Text section
★ ★ ★
Tag Archives: Bruce Cumings

The Origins of the Korean War As Revealed in US and N. Korean Documents: Vol. I

We are pleased to be able to bring to our readers a selection of key declassified US “intelligence” agency documents relating to the early years of the US involvement in the partitioning of the Korean peninsula and the setting up of a vicious fascist dictatorship in South Korea composed of former Korean traitors who collaborated with the Japanese occupation forces from 1910 to 1945.

Our first offering is a 1947 US “Central Intelligence Group” document that lays out the naked truth about why the US interposed itself in Korean affairs at the end of WWII.  The opening three paragraphs of this document comprise one of the most astoundingly frank and hypocritical statements of purpose ever elucidated by any government ever.  They completely expose the self-serving criminality that existed from the very beginning of US capitalist class involvement in Korea, which ultimately led to the murders of approximately 3 million Koreans and a state of war that has existed since 1950 – in order to “save face” for the US capitalist class.
★ ★ ★
Available data
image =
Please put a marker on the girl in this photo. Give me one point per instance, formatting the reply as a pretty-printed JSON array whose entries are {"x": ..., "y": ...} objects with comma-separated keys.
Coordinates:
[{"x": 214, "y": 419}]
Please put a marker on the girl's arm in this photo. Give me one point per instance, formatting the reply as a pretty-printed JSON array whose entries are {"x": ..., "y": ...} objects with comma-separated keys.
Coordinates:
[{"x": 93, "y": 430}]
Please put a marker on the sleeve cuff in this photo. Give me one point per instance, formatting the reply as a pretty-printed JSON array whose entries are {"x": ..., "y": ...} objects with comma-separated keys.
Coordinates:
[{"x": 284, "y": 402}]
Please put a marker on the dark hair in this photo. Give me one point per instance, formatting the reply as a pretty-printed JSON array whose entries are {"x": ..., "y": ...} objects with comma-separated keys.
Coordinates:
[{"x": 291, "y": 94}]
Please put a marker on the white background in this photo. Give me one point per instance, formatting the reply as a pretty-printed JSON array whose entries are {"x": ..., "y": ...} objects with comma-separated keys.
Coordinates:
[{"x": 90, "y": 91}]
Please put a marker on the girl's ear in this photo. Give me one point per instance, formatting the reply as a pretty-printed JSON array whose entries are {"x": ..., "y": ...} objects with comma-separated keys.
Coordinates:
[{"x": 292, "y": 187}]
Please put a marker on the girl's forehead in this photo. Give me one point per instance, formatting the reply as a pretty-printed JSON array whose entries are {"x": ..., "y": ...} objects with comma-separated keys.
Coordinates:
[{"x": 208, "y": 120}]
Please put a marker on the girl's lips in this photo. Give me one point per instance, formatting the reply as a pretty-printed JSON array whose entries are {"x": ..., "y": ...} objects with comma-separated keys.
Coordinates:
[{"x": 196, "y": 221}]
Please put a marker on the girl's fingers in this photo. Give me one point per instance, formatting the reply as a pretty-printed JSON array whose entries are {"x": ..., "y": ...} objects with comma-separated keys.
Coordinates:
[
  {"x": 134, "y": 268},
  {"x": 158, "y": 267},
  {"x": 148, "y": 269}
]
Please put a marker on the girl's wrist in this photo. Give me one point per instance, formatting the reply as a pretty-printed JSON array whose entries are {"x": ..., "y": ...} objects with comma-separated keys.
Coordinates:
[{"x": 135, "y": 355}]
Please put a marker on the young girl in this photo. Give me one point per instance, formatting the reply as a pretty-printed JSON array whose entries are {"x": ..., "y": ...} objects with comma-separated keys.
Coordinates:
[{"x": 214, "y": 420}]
★ ★ ★
Problems and tasks
(1) Answer these questions about the post on Korean War documents.
(a) Which years does the post give for the Japanese occupation?
(b) In what year was the Central Intelligence Group document written?
(c) About how many Koreans does the post say were murdered?
(2) In the records, rewrite the lines from the one holding "Please put a marker on the young" through the end of the records, both ends included, replacing "young" with "little" and leaving everything else unchanged.
The text and the records are unrelated material.

Results in order
(1)
(a) 1910 to 1945
(b) 1947
(c) Approximately 3 million

(2)
Please put a marker on the little girl in this photo. Give me one point per instance, formatting the reply as a pretty-printed JSON array whose entries are {"x": ..., "y": ...} objects with comma-separated keys.
Coordinates:
[{"x": 214, "y": 420}]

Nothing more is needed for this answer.